## START Source text

Is there something that you think is just too silly to ask, but you’d really like to know? Definitely put that on your list! Often things we really care about masquerade as “silly” because they are scary.
What about questions that might be considered impolite or nosy, but really matter to you? This is a good time to find out how your mental health person handles sticky situations. Use tact and be kind, but ask your question. Sometimes the feeling you get from the interaction is more informative than the answer itself. Be brave.
Here’s a good question to ask yourself. “What would help me feel safe?” Did something come to mind that you hadn’t thought of? See if asking yourself that question shakes something loose for you.
Try pretending you are 5 years old. Pretend you’re not supposed to already know everything. You might end up with questions like: “How long will this take?” “Why do you like IFS?” “What if it doesn’t work?” “How much does this cost?” I’m not saying these are the questions to ask. I’m just encouraging you to let your curious kid in on the discussion.
Then What?
After you do your first interview - write down your impressions right away. See what your head thinks. How does your gut feel? Now, interview at least one more person! It’s better if you can interview two more, but one more will give you a comparison. Compare your notes. If no one fits the bill - keep looking. Caution: don’t use this as a way to procrastinate picking someone all together. If someone feels pretty good - give them a try.

## END Source text

Requests.
A – List the sample questions the advice on interviewing a mental health person offers when it suggests pretending to be 5 years old.
B – Write a continuation of the advice on interviewing a mental health person, starting after its final sentence.

## START Stored rows

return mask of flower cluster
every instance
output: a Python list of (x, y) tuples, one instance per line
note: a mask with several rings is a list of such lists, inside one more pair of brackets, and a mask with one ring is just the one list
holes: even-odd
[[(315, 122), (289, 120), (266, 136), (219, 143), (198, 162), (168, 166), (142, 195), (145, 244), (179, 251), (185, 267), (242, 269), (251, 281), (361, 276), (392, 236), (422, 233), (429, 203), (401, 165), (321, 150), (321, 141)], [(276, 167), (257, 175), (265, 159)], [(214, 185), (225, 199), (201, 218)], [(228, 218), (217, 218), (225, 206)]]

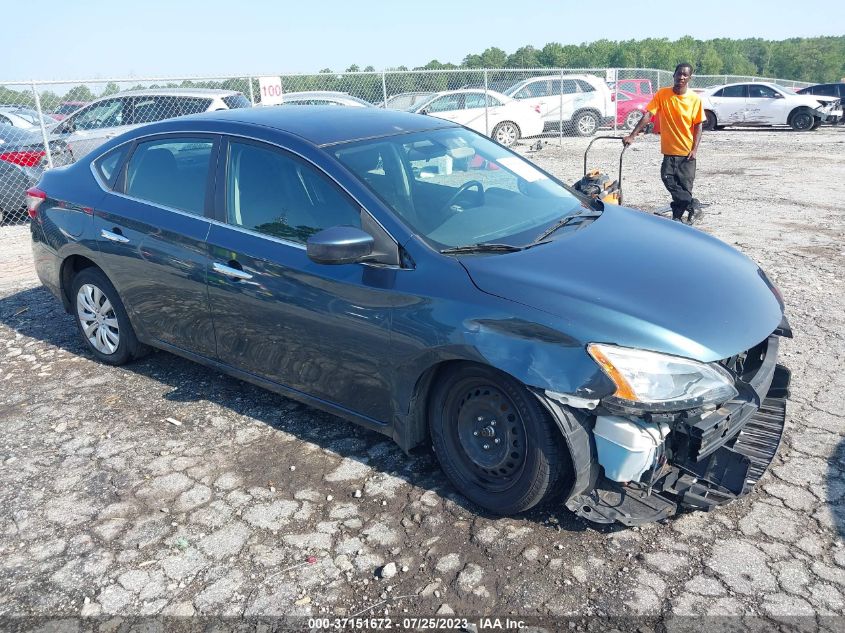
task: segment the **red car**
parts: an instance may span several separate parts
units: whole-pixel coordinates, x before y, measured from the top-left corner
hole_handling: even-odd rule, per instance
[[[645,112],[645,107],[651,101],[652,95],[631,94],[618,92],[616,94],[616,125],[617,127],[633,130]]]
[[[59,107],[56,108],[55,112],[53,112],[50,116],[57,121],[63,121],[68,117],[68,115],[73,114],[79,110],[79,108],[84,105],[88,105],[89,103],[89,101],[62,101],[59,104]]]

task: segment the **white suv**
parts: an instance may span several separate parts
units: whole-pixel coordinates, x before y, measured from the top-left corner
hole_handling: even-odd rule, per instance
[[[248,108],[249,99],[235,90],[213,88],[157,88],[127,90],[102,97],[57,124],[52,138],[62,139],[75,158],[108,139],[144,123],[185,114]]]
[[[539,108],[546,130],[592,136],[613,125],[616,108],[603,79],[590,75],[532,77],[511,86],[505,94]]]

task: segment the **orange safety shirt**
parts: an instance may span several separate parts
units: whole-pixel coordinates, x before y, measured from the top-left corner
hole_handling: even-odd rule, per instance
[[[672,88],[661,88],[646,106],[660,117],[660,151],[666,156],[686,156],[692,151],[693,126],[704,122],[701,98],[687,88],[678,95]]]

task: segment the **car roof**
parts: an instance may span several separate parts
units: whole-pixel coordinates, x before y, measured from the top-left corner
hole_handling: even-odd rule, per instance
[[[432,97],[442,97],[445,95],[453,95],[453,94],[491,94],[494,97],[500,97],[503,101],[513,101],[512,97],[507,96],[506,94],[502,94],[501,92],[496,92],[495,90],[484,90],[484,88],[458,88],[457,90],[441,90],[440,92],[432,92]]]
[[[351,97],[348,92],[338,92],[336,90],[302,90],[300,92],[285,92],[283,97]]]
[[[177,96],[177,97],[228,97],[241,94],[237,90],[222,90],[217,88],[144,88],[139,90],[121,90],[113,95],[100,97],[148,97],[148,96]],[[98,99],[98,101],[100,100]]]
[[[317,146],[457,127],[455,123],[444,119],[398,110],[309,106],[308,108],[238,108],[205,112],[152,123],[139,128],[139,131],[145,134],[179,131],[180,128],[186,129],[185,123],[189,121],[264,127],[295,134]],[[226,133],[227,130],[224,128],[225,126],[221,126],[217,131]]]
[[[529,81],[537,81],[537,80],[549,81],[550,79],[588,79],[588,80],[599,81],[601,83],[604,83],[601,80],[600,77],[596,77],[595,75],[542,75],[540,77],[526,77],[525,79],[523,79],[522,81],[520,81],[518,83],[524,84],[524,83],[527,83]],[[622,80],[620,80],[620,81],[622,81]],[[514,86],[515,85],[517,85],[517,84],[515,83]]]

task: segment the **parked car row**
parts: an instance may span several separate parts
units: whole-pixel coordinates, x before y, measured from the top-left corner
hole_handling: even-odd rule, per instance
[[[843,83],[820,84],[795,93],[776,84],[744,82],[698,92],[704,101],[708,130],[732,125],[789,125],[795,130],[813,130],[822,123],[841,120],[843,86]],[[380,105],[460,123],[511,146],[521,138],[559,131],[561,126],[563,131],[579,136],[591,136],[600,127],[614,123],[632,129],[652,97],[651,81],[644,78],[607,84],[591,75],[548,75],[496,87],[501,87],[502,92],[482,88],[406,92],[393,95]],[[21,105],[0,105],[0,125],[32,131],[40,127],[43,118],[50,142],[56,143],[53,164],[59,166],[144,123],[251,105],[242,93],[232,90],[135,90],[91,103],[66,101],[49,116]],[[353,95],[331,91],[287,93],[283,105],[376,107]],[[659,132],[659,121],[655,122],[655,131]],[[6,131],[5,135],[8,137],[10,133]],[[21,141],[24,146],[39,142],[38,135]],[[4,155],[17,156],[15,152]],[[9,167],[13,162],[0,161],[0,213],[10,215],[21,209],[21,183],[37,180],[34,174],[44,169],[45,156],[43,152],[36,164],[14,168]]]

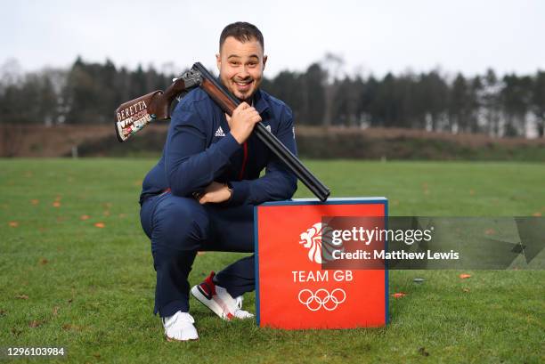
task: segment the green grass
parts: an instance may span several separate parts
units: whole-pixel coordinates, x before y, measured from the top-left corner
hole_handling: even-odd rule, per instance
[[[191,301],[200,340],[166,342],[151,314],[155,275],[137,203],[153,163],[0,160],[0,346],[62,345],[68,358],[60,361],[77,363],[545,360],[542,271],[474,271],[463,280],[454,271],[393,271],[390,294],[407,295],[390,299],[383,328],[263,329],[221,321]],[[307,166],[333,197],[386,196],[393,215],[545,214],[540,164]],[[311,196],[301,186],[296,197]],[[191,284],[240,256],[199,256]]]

## END Stored rows
## START Stored rows

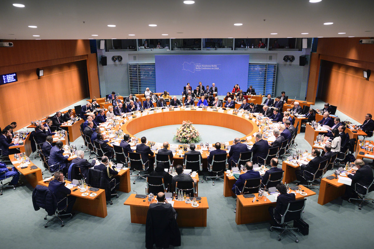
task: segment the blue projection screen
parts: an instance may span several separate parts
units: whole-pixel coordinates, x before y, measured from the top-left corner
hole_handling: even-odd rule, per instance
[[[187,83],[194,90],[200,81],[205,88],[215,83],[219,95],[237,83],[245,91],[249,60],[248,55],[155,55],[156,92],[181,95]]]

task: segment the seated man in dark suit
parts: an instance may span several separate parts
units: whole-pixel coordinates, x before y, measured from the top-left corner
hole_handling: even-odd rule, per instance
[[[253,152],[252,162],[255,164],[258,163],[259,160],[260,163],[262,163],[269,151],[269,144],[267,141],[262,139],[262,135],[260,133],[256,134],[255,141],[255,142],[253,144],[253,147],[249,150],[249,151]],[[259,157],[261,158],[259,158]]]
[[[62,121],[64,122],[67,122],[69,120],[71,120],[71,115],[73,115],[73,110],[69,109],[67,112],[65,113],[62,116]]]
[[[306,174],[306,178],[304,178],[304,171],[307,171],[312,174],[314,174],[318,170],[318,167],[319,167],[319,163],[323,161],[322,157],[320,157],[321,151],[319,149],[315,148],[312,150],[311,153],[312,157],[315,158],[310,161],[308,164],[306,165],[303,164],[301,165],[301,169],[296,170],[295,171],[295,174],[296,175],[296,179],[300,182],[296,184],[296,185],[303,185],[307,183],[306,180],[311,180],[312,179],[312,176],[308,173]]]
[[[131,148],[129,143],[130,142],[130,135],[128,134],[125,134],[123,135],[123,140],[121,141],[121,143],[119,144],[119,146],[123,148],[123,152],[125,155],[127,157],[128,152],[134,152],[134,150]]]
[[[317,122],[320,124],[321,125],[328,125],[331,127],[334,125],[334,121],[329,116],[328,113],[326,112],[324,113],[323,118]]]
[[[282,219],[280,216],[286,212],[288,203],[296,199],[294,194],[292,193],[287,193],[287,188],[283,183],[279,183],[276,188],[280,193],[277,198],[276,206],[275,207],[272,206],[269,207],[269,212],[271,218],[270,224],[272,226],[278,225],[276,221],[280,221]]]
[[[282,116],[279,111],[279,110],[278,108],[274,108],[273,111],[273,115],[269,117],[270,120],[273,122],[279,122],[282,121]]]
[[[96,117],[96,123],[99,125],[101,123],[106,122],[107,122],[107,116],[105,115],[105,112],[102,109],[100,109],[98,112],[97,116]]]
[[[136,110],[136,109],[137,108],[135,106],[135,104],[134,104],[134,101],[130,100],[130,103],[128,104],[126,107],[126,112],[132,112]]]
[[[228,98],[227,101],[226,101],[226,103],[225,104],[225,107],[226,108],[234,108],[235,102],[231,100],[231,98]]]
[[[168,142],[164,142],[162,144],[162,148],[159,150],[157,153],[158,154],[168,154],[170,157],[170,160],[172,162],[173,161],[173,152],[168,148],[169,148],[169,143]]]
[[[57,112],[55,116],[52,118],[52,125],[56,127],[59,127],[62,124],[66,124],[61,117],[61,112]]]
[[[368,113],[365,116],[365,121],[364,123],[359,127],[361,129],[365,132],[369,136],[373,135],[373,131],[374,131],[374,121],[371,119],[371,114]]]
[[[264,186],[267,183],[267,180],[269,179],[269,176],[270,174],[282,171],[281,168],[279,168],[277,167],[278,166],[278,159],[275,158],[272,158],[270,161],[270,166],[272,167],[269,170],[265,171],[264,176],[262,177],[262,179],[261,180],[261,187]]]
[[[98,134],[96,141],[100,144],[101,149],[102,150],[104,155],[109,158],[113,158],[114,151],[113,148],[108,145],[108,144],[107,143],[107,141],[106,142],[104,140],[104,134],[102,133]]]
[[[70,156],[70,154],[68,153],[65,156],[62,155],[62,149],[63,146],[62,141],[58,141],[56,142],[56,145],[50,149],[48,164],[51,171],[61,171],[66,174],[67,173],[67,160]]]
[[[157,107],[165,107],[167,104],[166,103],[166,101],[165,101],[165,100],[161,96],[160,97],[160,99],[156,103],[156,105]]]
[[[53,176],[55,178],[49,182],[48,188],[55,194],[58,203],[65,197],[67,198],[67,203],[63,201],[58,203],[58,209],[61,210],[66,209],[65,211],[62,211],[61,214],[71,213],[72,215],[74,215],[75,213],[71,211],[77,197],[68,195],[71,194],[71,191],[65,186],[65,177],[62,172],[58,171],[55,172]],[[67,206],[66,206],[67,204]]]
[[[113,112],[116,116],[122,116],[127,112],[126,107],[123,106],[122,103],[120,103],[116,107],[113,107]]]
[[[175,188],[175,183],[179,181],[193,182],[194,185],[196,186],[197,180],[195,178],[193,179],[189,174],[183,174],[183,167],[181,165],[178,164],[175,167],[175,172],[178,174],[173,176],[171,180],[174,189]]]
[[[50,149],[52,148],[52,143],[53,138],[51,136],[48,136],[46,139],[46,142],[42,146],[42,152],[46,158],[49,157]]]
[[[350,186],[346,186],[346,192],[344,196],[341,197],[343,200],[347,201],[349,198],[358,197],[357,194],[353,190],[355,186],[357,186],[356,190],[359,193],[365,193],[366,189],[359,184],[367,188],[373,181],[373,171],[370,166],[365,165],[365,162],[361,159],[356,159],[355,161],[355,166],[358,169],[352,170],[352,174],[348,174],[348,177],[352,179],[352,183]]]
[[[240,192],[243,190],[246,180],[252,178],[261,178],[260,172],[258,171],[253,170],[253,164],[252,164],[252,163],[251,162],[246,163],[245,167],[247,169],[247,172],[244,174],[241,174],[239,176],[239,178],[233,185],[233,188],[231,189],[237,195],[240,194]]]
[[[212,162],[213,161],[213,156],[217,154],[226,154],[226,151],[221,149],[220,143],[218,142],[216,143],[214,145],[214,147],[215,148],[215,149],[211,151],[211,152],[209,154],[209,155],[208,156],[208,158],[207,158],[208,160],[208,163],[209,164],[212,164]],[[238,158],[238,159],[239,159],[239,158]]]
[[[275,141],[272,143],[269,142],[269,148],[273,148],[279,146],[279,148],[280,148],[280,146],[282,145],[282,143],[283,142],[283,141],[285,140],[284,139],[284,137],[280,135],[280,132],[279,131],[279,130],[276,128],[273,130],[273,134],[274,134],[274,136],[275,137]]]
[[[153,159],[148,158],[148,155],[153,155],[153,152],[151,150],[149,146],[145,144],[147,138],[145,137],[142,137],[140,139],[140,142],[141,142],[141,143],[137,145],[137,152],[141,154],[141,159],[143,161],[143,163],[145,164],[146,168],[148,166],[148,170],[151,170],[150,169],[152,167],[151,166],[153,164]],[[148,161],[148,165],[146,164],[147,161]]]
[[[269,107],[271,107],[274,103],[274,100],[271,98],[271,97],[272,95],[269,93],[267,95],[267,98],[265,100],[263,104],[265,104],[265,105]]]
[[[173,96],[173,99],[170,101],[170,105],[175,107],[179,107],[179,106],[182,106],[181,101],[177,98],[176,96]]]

## END Stored rows

Results in order.
A –
"How long will this take?"
"Why do you like IFS?"
"What if it doesn't work?"
"How much does this cost?"

B –
I’ve had life-changing results using this method. Most of us were not schooled in how to find a mental health professional. But this type of hands-on involvement will help you feel more confident, and help you be in the driver’s seat of your own health journey.
What If…?
If you find you’ve picked the wrong person - no harm no foul. It’s OK! It happens to the best of us. You can politely terminate the sessions either in person or by email. But keep looking! You’ve come so far - don’t let a bad match slow you down!
IMPORTANT NOTE: If, however, the reason you want to stop is because you are uncomfortable because you’re talking about real things, close to the heart - do your best to stick it out for a couple more sessions. Talk to your practitioner if you need to slow down. If you have other concerns, do your best to mention them. Then, see how your requests and needs are received. Setting a boundary or stating your needs could be your growing edge!
But if don’t feel seen or heard, you feel disrespected, or that you are wasting your time - move on! This is 100% percent about your needs, period, end of story! Lastly, sometimes you just grow out of a good thing, and need to move on. Hopefully you’ll get a great match right off the bat.